A health ministry proposal for a monthly cash benefit of Rs500 to all tuberculosis patients is facing resistance, with the objections ranging from benefit duplication for TB patients to amount of aid
New Delhi: A health ministry proposal to provide a monthly cash benefit of Rs500 to all tuberculosis (TB) patients for nutritional support is facing resistance from within the government, with the objections ranging from duplication of benefits for TB patients to too much aid being released.
Under the Revised National Tuberculosis Control Program (RNTCP), the health ministry has proposed direct benefit transfer (DBT) to TB-affected families, especially BPL (below poverty line) families, as TB patients fall short of money to get nutritious food due to substantial out of pocket expenditure due to the disease.
“Some states are providing financial support to TB patients (Rs500-1,000) per month. Similar support can be extended to all TB patients and their families which can be covered under the ambit of DBT using Aadhaar. But the authorities have put forth a disagreement to this proposal stating that most of the TB patients, falling under the BPL category, are already availing several benefits under government’s TB control programme and schemes under women and child development ministry," a senior health ministry official said on condition of anonymity.
The proposal is yet to reach the finance ministry for approval.
“We have been asked to furnish a reply to this argument. The proposal will require approval from Empowerment Program Committee (EPC), Empowered Finance Committee (EFC) and Mission Steering Group (MSG) under National Health Mission (NHM) before finally going to the finance ministry," the official said.
TB is inextricably linked to determinants of health such as malnutrition and low immunity due to social deprivation and marginalization. Currently, Project Axshya is being implemented in 300 districts across 19 states in India for TB patients. The project aims at helping vulnerable and marginalized groups at high risk of TB by educating and linking them with diagnostic and treatment services available under the programme.
The government is also running social protection schemes related to TB programmes such as sickness insurance, disability grants, other conditional or unconditional cash transfers, food assistance, travel vouchers and other support packages.
Public health experts say that while social protection has been long recognized for its capacity to address TB-related vulnerabilities, globally national programmes largely continue to focus on the medical aspect of disease prevention and control.

_Tasks and exercises_:
1. From the article on the TB cash benefit proposal, list every kind of social protection scheme that the government is said to be running alongside its TB programs.
2. Extend the article on the TB cash benefit proposal, picking up right after its last sentence.

_Material shown_:
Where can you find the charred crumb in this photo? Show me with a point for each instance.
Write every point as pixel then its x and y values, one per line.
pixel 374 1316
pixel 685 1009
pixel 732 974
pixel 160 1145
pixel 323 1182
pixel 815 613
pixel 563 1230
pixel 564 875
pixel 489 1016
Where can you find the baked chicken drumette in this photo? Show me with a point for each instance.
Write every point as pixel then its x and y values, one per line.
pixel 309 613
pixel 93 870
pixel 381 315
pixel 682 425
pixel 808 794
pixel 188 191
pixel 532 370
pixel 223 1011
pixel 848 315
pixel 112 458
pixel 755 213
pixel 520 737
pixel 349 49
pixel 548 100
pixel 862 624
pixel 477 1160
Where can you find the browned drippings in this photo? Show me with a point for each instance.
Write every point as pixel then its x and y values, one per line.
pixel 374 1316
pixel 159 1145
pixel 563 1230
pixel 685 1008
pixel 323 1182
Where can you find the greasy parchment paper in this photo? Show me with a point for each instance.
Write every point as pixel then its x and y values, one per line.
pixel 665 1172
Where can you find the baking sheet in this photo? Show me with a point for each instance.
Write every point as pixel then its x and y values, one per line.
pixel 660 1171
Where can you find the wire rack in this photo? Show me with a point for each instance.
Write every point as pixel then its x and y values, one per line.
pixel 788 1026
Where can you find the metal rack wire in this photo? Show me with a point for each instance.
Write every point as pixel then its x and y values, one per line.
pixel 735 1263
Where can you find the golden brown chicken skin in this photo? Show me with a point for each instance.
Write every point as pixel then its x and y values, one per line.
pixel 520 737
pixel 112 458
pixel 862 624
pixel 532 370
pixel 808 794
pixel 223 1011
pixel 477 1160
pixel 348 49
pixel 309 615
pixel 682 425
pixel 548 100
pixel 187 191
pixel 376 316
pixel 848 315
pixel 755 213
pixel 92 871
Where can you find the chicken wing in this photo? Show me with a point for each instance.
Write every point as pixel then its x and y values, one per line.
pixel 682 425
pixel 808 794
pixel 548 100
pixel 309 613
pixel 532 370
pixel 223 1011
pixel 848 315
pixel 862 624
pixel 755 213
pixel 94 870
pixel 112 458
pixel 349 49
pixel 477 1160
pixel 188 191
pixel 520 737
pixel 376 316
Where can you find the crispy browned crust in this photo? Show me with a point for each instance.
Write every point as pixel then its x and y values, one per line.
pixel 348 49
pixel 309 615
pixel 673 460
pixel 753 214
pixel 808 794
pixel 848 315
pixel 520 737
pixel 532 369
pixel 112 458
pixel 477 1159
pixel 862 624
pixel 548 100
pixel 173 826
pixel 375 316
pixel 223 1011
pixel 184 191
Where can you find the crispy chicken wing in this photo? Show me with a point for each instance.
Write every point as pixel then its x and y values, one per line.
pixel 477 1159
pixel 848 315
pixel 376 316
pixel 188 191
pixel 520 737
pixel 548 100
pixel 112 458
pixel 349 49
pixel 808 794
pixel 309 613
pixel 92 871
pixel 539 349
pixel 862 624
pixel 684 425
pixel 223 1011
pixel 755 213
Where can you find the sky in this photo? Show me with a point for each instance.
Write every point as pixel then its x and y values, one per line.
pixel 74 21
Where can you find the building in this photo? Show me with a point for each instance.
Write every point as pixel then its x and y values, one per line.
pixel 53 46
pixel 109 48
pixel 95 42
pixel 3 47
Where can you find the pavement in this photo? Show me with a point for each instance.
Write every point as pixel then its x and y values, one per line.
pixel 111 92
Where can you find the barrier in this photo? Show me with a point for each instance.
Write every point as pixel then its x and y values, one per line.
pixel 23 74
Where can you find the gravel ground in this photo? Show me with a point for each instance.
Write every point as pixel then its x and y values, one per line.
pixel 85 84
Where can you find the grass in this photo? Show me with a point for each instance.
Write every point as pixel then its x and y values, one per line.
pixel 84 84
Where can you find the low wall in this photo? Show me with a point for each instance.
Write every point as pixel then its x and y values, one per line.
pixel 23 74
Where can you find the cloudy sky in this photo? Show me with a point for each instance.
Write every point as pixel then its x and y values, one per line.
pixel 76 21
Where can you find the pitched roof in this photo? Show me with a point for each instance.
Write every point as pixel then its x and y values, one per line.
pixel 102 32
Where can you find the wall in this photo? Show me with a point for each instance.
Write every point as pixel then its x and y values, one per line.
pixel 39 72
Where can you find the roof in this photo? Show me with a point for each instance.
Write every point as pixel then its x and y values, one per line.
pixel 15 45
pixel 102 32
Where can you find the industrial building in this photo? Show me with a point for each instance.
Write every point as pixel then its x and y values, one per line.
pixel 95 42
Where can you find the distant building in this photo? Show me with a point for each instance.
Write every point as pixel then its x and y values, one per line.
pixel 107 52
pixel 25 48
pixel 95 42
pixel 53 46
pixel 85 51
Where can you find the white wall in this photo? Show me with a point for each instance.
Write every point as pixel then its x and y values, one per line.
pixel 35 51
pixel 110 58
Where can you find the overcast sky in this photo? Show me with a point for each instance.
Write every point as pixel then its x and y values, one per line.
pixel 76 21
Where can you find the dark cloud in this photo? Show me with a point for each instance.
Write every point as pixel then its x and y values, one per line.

_Answer set_:
1. sickness insurance; disability grants; other conditional or unconditional cash transfers; food assistance; travel vouchers; other support packages

2.
India currently does not have an over-arching mechanism in place to provide social and nutritional support to all TB patients. A few states such as Kerala, Chhattisgarh, Maharashtra and Uttarakhand have implemented measures including cash benefits, nutritional supplementation and counselling to assist patients in the fight against the disease.
The government has recently declared its vision to eliminate TB by 2025. The draft National Strategic Plan for TB Elimination (2017-2025) (NSP) provides for a comprehensive strategy to ensures access to quality TB care and social protection for all patients.
Of the proposed NSP budget, 22% has been allocated for patient support systems. The draft NSP states, “To address financial and nutritional hardship the patient and family undergoes due to TB and to reduce catastrophic cost to patient due to TB, cash incentive of Rs2,000 will be provided for every TB patient through DBT."
“TB patients apart from taking regular medicines also need high protein and high calorie diet. The cash benefit can be used for procuring nutritious food that will improve health. However, the cash through DBT scheme will be for all TB patients, but this will largely benefit BPL families," said Jagdish Prasad, director general of health services (DGHS), ministry of health and family welfare.
The total allocation for RNTCP for 2017-18 is Rs1,840 crore.
“The proposal has not come to us so far. TB is a curable disease and if giving money can help reduce the TB burden, there shouldn’t be a problem in allocating money. But the authorities will need to implement the scheme wisely. In case we fall short of finances, we may ask them to implement in phases," said Kavita Singh, director (finance), National Rural Health Mission.